» WORK TO BE COMPLETED
Reproduce word for word the part of the thyroid cancer article below that runs from "Total RNA was" to "City, CA, USA).".

» EXCERPT TO READ
========================================================================

Blood Levels of Genetic Material Predict Thyroid Cancer Recurrence
20 Nov 2013
Elevated blood levels of the genetic material micro ribonucleic acid (miRNA) after surgery may indicate a higher possibility of recurrence post thyroidectomy.
The presence of these short segments of this genetic material miRNA within papillary thyroid cancer tumors suggests a likelihood of recurrence after patients undergo surgery, which may be used to classify different types of thyroid tumors.
Scientists at the University of Sydney (NSW, Australia) recruited two groups retrospectively for the comparison of tissue miRNA expression in papillary thyroid cancer (PTC) with and without recurrence: patients with PTC who were diagnosed with recurrence after initial curative treatment and patients with PTC confined to the thyroid gland who had not been diagnosed with recurrence at their latest follow-up. Two additional groups were recruited prospectively for measurements of plasma miRNA levels: patients who had PTC without lateral lymph node or distant metastasis and were undergoing total thyroidectomy and patients who had multinodular goiter and were undergoing total thyroidectomy.
Total RNA was extracted from formalin-fixed, paraffin-embedded (FFPE) samples using the FFPE RNeasy Kit (Qiagen; Hilden, Germany). RNA samples were labeled with fluorescence Hy3 using the miRCURY Hy3/Hy5 power labeling kit and miRNA microarray profiling was performed on the miRCURY Locked Nucleic Acid (LNA) microRNA Array (Exiqon A/S; Vedbaek, Denmark). The expression levels of individual miRNAs were measured with quantitative reverse transcriptase-polymerase chain reaction (qRT-PCR) using TaqMan miRNA assays (Applied Biosystems; Foster City, CA, USA).

========================================================================

» EXTRACTED MATERIAL
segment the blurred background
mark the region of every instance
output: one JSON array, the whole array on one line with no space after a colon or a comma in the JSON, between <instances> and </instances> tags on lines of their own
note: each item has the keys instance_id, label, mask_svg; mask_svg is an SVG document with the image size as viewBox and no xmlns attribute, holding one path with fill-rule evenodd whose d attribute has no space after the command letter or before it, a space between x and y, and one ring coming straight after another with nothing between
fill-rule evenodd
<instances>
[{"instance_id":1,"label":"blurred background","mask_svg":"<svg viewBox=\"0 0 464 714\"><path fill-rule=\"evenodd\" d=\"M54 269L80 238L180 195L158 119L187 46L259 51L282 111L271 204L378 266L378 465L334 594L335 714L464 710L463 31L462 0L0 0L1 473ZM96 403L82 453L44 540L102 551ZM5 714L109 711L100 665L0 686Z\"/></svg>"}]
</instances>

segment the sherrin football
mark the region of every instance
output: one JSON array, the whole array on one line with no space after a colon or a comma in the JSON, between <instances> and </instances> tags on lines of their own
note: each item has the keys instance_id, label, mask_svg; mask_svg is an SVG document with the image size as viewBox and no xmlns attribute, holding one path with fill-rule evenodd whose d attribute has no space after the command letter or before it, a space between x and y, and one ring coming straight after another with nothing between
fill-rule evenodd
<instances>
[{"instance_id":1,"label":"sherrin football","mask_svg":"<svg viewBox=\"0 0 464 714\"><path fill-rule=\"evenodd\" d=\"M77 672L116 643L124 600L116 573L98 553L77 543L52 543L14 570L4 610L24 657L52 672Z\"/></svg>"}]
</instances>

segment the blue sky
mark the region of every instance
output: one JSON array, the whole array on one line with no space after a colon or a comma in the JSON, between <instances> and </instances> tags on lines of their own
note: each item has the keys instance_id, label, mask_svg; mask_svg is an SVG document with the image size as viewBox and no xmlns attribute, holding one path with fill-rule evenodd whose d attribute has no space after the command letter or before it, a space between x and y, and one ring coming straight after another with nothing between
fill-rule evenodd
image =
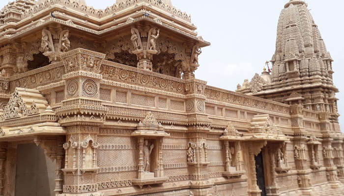
<instances>
[{"instance_id":1,"label":"blue sky","mask_svg":"<svg viewBox=\"0 0 344 196\"><path fill-rule=\"evenodd\" d=\"M260 74L265 62L275 52L278 17L288 0L172 0L172 4L191 15L199 35L211 43L203 49L200 67L196 72L198 79L208 84L235 90L238 83ZM0 7L7 3L2 0ZM115 0L86 0L88 5L104 9ZM342 65L344 46L342 20L344 18L344 1L308 0L308 8L335 60L335 85L344 91ZM344 94L337 97L340 114L344 114ZM344 114L343 114L344 115ZM344 117L340 117L344 125ZM343 125L342 127L344 127Z\"/></svg>"}]
</instances>

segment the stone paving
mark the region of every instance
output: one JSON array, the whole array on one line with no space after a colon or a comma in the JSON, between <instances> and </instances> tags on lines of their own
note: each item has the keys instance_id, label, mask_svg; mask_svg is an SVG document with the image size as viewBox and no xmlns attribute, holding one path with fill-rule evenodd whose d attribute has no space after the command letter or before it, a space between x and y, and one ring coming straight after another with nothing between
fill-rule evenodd
<instances>
[{"instance_id":1,"label":"stone paving","mask_svg":"<svg viewBox=\"0 0 344 196\"><path fill-rule=\"evenodd\" d=\"M327 188L319 191L317 193L312 194L312 196L344 196L344 187L333 189Z\"/></svg>"}]
</instances>

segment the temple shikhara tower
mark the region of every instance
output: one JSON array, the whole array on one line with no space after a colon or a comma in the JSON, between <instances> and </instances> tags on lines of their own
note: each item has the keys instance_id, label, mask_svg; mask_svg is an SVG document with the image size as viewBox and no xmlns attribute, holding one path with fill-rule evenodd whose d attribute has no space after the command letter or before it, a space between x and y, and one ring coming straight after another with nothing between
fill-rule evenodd
<instances>
[{"instance_id":1,"label":"temple shikhara tower","mask_svg":"<svg viewBox=\"0 0 344 196\"><path fill-rule=\"evenodd\" d=\"M282 11L272 74L236 92L197 79L196 29L171 0L5 6L0 196L344 195L333 60L306 2Z\"/></svg>"}]
</instances>

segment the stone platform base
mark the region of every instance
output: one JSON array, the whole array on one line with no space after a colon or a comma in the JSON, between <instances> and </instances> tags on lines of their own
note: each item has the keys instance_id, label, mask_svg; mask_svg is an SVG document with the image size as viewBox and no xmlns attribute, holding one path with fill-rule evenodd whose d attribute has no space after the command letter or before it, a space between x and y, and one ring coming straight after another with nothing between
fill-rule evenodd
<instances>
[{"instance_id":1,"label":"stone platform base","mask_svg":"<svg viewBox=\"0 0 344 196\"><path fill-rule=\"evenodd\" d=\"M281 196L344 196L344 184L340 183L339 187L333 189L331 185L326 184L313 187L306 192L302 190L296 190L281 194Z\"/></svg>"}]
</instances>

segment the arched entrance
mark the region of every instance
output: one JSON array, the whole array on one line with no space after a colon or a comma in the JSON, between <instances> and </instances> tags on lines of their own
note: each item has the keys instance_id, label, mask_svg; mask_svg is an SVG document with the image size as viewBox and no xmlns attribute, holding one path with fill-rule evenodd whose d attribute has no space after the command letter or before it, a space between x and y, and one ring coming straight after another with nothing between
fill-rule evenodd
<instances>
[{"instance_id":1,"label":"arched entrance","mask_svg":"<svg viewBox=\"0 0 344 196\"><path fill-rule=\"evenodd\" d=\"M256 162L256 173L257 178L257 185L261 191L261 196L266 196L265 190L265 176L264 176L264 162L262 152L261 151L258 155L255 156Z\"/></svg>"}]
</instances>

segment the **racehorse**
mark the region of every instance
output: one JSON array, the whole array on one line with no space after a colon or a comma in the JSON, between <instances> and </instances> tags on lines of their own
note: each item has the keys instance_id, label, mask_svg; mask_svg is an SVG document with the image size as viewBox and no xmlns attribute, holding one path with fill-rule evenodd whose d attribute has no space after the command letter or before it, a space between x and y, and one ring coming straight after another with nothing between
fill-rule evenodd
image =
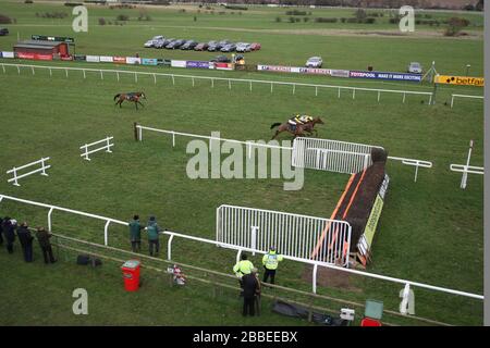
<instances>
[{"instance_id":1,"label":"racehorse","mask_svg":"<svg viewBox=\"0 0 490 348\"><path fill-rule=\"evenodd\" d=\"M315 129L316 124L324 124L323 121L321 121L320 117L315 117L311 122L305 123L305 124L296 124L296 127L293 128L289 122L284 123L274 123L270 126L270 128L275 128L279 126L278 130L275 130L274 136L272 137L272 140L275 139L275 137L282 133L282 132L290 132L294 137L303 136L303 134L306 132L308 135L311 135L314 132L317 134L317 129Z\"/></svg>"},{"instance_id":2,"label":"racehorse","mask_svg":"<svg viewBox=\"0 0 490 348\"><path fill-rule=\"evenodd\" d=\"M142 107L145 107L139 101L139 98L146 99L146 96L145 96L145 94L143 91L133 91L133 92L130 92L130 94L119 94L119 95L114 96L114 100L118 99L118 101L115 102L114 105L119 104L119 107L122 108L121 104L122 104L122 102L124 100L134 101L134 104L135 104L136 110L137 110L138 109L138 104L140 104Z\"/></svg>"}]
</instances>

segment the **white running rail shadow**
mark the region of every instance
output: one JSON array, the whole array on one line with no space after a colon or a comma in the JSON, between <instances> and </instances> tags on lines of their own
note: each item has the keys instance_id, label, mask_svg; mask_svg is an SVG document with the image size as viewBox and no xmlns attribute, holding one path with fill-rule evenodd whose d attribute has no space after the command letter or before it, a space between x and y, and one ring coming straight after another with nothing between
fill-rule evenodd
<instances>
[{"instance_id":1,"label":"white running rail shadow","mask_svg":"<svg viewBox=\"0 0 490 348\"><path fill-rule=\"evenodd\" d=\"M108 136L106 139L98 140L98 141L90 142L90 144L85 144L84 146L81 146L79 149L84 150L85 152L83 152L79 157L84 157L84 160L90 161L90 159L88 158L88 156L90 153L98 152L98 151L101 151L101 150L106 150L106 152L112 152L111 151L111 147L113 147L114 144L111 142L111 140L113 140L113 139L114 139L114 137L109 137ZM102 146L102 147L99 147L97 149L91 149L91 150L88 149L89 147L93 147L93 146L96 146L96 145L99 145L99 144L103 144L103 142L106 145Z\"/></svg>"},{"instance_id":2,"label":"white running rail shadow","mask_svg":"<svg viewBox=\"0 0 490 348\"><path fill-rule=\"evenodd\" d=\"M19 179L20 179L20 178L23 178L23 177L26 177L26 176L29 176L29 175L32 175L32 174L36 174L36 173L39 173L39 172L40 172L40 175L48 176L48 174L46 173L46 170L48 170L48 169L51 167L50 164L46 165L46 162L47 162L48 160L49 160L49 157L47 157L47 158L41 158L41 159L38 160L38 161L30 162L30 163L27 163L27 164L22 165L22 166L14 166L14 167L11 169L10 171L7 171L7 174L13 173L13 177L12 177L12 178L9 178L7 182L8 182L8 183L12 183L12 182L13 182L13 185L15 185L15 186L21 186L21 184L19 184ZM24 174L19 175L19 171L24 170L24 169L26 169L26 167L34 166L34 165L39 164L39 163L40 163L41 166L38 167L37 170L34 170L34 171L30 171L30 172L28 172L28 173L24 173Z\"/></svg>"},{"instance_id":3,"label":"white running rail shadow","mask_svg":"<svg viewBox=\"0 0 490 348\"><path fill-rule=\"evenodd\" d=\"M485 174L485 167L469 165L469 161L471 160L471 151L473 151L473 140L469 140L469 150L468 150L468 157L466 159L466 165L464 165L464 164L451 164L450 165L451 171L463 173L463 177L461 178L461 185L460 185L460 187L463 189L466 188L466 184L468 182L468 174L479 174L479 175Z\"/></svg>"},{"instance_id":4,"label":"white running rail shadow","mask_svg":"<svg viewBox=\"0 0 490 348\"><path fill-rule=\"evenodd\" d=\"M350 91L352 92L352 98L355 99L356 91L372 91L378 95L378 101L380 100L380 95L383 92L385 94L394 94L402 96L402 102L405 102L406 96L426 96L429 97L428 105L432 104L432 98L433 92L429 91L415 91L415 90L401 90L401 89L380 89L380 88L366 88L366 87L352 87L352 86L335 86L335 85L316 85L316 84L304 84L304 83L295 83L295 82L279 82L279 80L267 80L267 79L245 79L245 78L226 78L226 77L213 77L213 76L199 76L199 75L183 75L183 74L164 74L164 73L147 73L147 72L140 72L140 71L130 71L130 70L111 70L111 69L85 69L85 67L66 67L66 66L48 66L48 65L34 65L34 64L11 64L11 63L0 63L3 69L3 73L5 73L5 66L15 66L17 69L17 73L21 74L21 67L28 67L33 72L35 69L44 69L49 70L50 74L52 73L52 70L59 70L64 71L66 74L66 77L69 76L69 71L78 71L84 74L84 78L86 78L87 72L95 72L98 75L100 75L101 78L103 78L103 73L113 73L117 75L118 80L120 79L120 74L127 74L131 76L134 76L135 83L137 82L137 76L151 76L154 79L154 83L157 84L157 76L164 76L170 77L172 80L172 85L175 85L175 77L180 78L187 78L193 82L195 79L201 79L201 80L210 80L211 82L211 88L215 87L215 82L221 80L221 82L228 82L228 88L231 89L232 82L235 83L244 83L248 86L250 86L252 90L252 84L259 84L259 85L267 85L270 86L270 91L273 92L274 86L290 86L292 87L292 92L295 94L296 87L304 86L304 87L313 87L315 88L315 95L318 96L318 89L324 88L324 89L335 89L338 90L338 96L340 98L341 91Z\"/></svg>"}]
</instances>

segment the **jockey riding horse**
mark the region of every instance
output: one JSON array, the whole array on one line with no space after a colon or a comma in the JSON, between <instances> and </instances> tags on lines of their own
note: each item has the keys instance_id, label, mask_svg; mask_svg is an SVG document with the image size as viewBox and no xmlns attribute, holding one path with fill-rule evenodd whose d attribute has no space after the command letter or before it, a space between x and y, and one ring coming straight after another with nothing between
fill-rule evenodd
<instances>
[{"instance_id":1,"label":"jockey riding horse","mask_svg":"<svg viewBox=\"0 0 490 348\"><path fill-rule=\"evenodd\" d=\"M119 95L114 96L114 100L118 99L118 101L115 102L115 105L119 104L120 108L122 108L121 104L124 100L133 101L136 109L138 109L138 104L140 104L142 107L145 107L139 101L139 98L146 99L146 96L143 91L133 91L133 92L128 92L128 94L119 94Z\"/></svg>"}]
</instances>

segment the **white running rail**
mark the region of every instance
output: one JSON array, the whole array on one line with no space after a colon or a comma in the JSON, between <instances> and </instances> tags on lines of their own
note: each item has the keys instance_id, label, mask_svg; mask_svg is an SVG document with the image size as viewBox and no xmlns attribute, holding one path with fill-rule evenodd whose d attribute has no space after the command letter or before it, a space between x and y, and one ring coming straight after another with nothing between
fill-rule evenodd
<instances>
[{"instance_id":1,"label":"white running rail","mask_svg":"<svg viewBox=\"0 0 490 348\"><path fill-rule=\"evenodd\" d=\"M64 71L66 77L69 76L69 71L78 71L83 72L84 78L86 78L87 72L95 72L100 75L100 78L103 79L103 73L111 73L115 74L118 77L118 80L120 79L120 74L126 74L134 76L135 83L137 83L138 75L143 76L151 76L154 78L154 83L157 84L157 76L164 76L170 77L172 80L172 84L175 85L175 77L181 78L188 78L193 82L195 79L203 79L203 80L210 80L211 87L215 87L216 80L226 82L228 88L231 89L232 82L236 83L245 83L249 86L249 89L252 90L252 84L260 84L260 85L267 85L270 86L270 91L273 91L274 86L291 86L292 92L295 94L297 86L304 86L304 87L314 87L315 88L315 95L318 96L318 89L319 88L326 88L326 89L335 89L338 90L338 96L340 98L342 90L347 90L352 92L352 98L355 99L356 91L372 91L376 92L378 96L378 101L380 100L380 94L387 92L387 94L395 94L403 96L402 101L405 102L406 96L427 96L429 97L428 105L432 104L432 97L433 94L429 91L415 91L415 90L399 90L399 89L380 89L380 88L366 88L366 87L352 87L352 86L335 86L335 85L317 85L317 84L304 84L304 83L290 83L290 82L279 82L279 80L267 80L267 79L245 79L245 78L226 78L226 77L213 77L213 76L199 76L199 75L183 75L183 74L164 74L164 73L147 73L142 71L128 71L128 70L112 70L112 69L85 69L85 67L65 67L65 66L49 66L49 65L34 65L34 64L12 64L12 63L0 63L3 69L3 73L5 73L5 66L15 66L17 69L17 73L21 74L21 67L28 67L33 75L35 74L35 69L44 69L49 70L50 74L52 74L52 70L59 70Z\"/></svg>"},{"instance_id":2,"label":"white running rail","mask_svg":"<svg viewBox=\"0 0 490 348\"><path fill-rule=\"evenodd\" d=\"M76 211L76 210L61 208L61 207L46 204L46 203L39 203L39 202L32 201L32 200L21 199L21 198L16 198L16 197L12 197L12 196L7 196L7 195L0 194L0 202L2 200L12 200L12 201L16 201L16 202L25 203L25 204L49 208L50 210L49 210L49 213L48 213L48 226L49 226L48 231L51 231L50 214L51 214L51 212L54 209L59 210L59 211L64 211L64 212L82 215L82 216L87 216L87 217L93 217L93 219L107 221L106 229L105 229L105 234L106 234L106 238L105 238L106 243L105 243L105 245L106 246L108 246L107 227L108 227L109 223L117 223L117 224L124 225L124 226L128 225L127 222L115 220L115 219L111 219L111 217L95 215L95 214L85 213L85 212L82 212L82 211ZM176 233L176 232L164 231L164 232L162 232L162 234L169 236L168 253L167 253L169 260L172 260L171 245L172 245L172 240L173 240L174 237L183 238L183 239L186 239L186 240L195 240L195 241L206 243L206 244L216 245L216 246L222 246L222 243L218 243L216 240L200 238L200 237L194 237L194 236L189 236L189 235L180 234L180 233ZM246 248L246 247L237 247L237 246L233 246L233 245L226 245L225 247L230 248L230 249L237 250L237 254L236 254L237 259L240 259L240 254L241 254L242 251L264 253L260 250L253 250L253 249ZM395 278L395 277L391 277L391 276L381 275L381 274L357 271L357 270L353 270L353 269L345 269L345 268L341 268L341 266L329 264L327 262L320 262L320 261L314 261L314 260L306 261L306 260L303 260L303 259L298 259L298 258L294 258L294 257L287 257L287 256L284 256L284 259L293 260L293 261L297 261L297 262L303 262L303 263L308 263L308 264L314 265L314 282L313 282L314 283L313 284L314 285L314 293L316 293L316 282L315 282L315 279L316 279L316 272L317 272L318 266L322 266L322 268L336 270L336 271L340 271L340 272L357 274L357 275L360 275L360 276L382 279L382 281L387 281L387 282L391 282L391 283L399 283L399 284L404 284L404 285L409 284L409 286L414 286L414 287L426 288L426 289L429 289L429 290L434 290L434 291L440 291L440 293L445 293L445 294L452 294L452 295L474 298L474 299L478 299L478 300L483 300L485 299L485 297L482 295L478 295L478 294L460 291L460 290L454 290L454 289L450 289L450 288L445 288L445 287L433 286L433 285L412 282L412 281L407 281L407 279L401 279L401 278Z\"/></svg>"},{"instance_id":3,"label":"white running rail","mask_svg":"<svg viewBox=\"0 0 490 348\"><path fill-rule=\"evenodd\" d=\"M113 139L114 139L114 137L109 137L108 136L106 139L98 140L98 141L90 142L90 144L85 144L85 145L81 146L79 149L84 150L84 152L81 154L81 157L83 157L84 160L90 161L90 159L88 157L90 153L98 152L98 151L101 151L101 150L106 150L106 152L112 152L111 151L111 147L113 147L114 144L111 142L111 140L113 140ZM99 144L106 144L106 145L102 146L102 147L99 147L97 149L91 149L91 150L88 149L88 148L90 148L93 146L96 146L96 145L99 145Z\"/></svg>"},{"instance_id":4,"label":"white running rail","mask_svg":"<svg viewBox=\"0 0 490 348\"><path fill-rule=\"evenodd\" d=\"M248 157L252 154L252 148L254 147L264 147L264 148L272 148L272 149L282 149L282 150L292 150L292 147L284 147L284 146L277 146L277 145L270 145L270 144L262 144L257 141L241 141L235 139L226 139L226 138L218 138L213 136L207 136L207 135L199 135L199 134L191 134L191 133L182 133L182 132L175 132L175 130L167 130L167 129L158 129L158 128L151 128L147 126L136 125L137 134L138 134L138 140L143 141L143 129L145 130L151 130L157 133L163 133L163 134L170 134L172 135L172 146L175 147L175 136L184 136L189 138L198 138L198 139L208 139L208 140L216 140L216 141L228 141L228 142L234 142L234 144L241 144L245 145L248 148ZM212 142L209 142L209 149L211 150ZM278 141L279 144L279 141Z\"/></svg>"},{"instance_id":5,"label":"white running rail","mask_svg":"<svg viewBox=\"0 0 490 348\"><path fill-rule=\"evenodd\" d=\"M451 95L451 109L453 109L455 98L485 99L483 96Z\"/></svg>"},{"instance_id":6,"label":"white running rail","mask_svg":"<svg viewBox=\"0 0 490 348\"><path fill-rule=\"evenodd\" d=\"M41 159L38 160L38 161L30 162L30 163L27 163L27 164L25 164L25 165L14 166L14 167L11 169L10 171L7 171L7 174L13 173L13 177L12 177L12 178L9 178L7 182L8 182L8 183L12 183L12 182L13 182L13 185L15 185L15 186L21 186L21 184L19 184L19 179L20 179L20 178L23 178L23 177L26 177L26 176L29 176L29 175L32 175L32 174L36 174L36 173L39 173L39 172L40 172L40 175L48 176L48 174L46 173L46 170L48 170L48 169L51 167L50 164L46 165L46 162L47 162L48 160L49 160L49 157L47 157L47 158L41 158ZM30 171L30 172L28 172L28 173L24 173L24 174L19 175L19 171L24 170L24 169L26 169L26 167L34 166L34 165L39 164L39 163L40 163L40 165L41 165L40 167L38 167L38 169L34 170L34 171Z\"/></svg>"},{"instance_id":7,"label":"white running rail","mask_svg":"<svg viewBox=\"0 0 490 348\"><path fill-rule=\"evenodd\" d=\"M354 174L372 164L373 148L383 149L364 144L296 138L293 142L292 163L298 167Z\"/></svg>"}]
</instances>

========================================================================

» RESULT OF THE EXERCISE
Total RNA was extracted from formalin-fixed, paraffin-embedded (FFPE) samples using the FFPE RNeasy Kit (Qiagen; Hilden, Germany). RNA samples were labeled with fluorescence Hy3 using the miRCURY Hy3/Hy5 power labeling kit and miRNA microarray profiling was performed on the miRCURY Locked Nucleic Acid (LNA) microRNA Array (Exiqon A/S; Vedbaek, Denmark). The expression levels of individual miRNAs were measured with quantitative reverse transcriptase-polymerase chain reaction (qRT-PCR) using TaqMan miRNA assays (Applied Biosystems; Foster City, CA, USA).